• Data listing:

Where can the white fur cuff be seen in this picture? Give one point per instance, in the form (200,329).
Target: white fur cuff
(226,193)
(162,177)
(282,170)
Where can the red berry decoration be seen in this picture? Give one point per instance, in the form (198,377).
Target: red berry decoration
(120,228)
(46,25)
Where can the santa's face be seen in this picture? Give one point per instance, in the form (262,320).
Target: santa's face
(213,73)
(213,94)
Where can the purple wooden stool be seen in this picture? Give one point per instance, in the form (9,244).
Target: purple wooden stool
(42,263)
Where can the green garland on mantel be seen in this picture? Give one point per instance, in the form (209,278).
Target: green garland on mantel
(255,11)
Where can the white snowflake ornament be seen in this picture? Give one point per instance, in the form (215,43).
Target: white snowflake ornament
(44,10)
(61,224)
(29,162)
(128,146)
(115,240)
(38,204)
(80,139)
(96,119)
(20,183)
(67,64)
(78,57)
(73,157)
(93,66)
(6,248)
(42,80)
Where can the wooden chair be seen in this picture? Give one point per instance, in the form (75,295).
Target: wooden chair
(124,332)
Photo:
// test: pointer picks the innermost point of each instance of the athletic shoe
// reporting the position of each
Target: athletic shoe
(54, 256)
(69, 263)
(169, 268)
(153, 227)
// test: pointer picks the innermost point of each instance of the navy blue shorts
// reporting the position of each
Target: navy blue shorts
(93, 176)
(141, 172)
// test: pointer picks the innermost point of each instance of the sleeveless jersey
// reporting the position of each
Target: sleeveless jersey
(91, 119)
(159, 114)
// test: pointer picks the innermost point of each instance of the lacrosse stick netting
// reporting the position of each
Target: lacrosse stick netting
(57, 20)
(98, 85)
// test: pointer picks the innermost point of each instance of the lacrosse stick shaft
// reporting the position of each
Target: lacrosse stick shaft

--

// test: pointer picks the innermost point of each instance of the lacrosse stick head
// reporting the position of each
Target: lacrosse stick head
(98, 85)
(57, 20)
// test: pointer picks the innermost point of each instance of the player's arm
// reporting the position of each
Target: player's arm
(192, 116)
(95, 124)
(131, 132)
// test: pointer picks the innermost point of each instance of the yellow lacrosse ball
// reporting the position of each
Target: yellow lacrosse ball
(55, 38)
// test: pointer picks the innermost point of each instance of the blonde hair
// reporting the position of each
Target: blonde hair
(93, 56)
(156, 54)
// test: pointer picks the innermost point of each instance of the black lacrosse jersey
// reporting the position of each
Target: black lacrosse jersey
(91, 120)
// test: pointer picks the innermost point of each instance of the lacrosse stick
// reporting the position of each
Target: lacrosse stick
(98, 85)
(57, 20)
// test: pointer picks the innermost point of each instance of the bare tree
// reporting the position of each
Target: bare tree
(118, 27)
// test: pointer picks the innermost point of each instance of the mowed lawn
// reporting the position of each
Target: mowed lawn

• What the task requires:
Among the lines above, find the one with "Target: player's arm" and the one with "Target: mowed lawn". Quote both and everything between them, exactly.

• Exercise result:
Target: player's arm
(192, 116)
(95, 124)
(131, 132)
// test: pointer picks the innermost point of each instance of the yellow lacrosse ball
// reporting the position of each
Target: yellow lacrosse ball
(55, 38)
// test: pointer picks the innermost point of each instance of the blonde hair
// reporting the position of each
Target: blonde hair
(93, 56)
(156, 54)
// test: pointer picks the innermost point of each instance of the black lacrosse jersey
// reporting the position of each
Target: black lacrosse jersey
(91, 120)
// test: pointer picks the innermost point of each instance of the lacrosse stick
// reporting the position of each
Target: lacrosse stick
(98, 85)
(57, 20)
// test: pointer picks the innermost point of each instance of the bare tree
// reporting the position of each
Target: bare tree
(118, 27)
// test: pointer picks the innermost point of each instance of the mowed lawn
// reporting the position of each
Target: mowed lawn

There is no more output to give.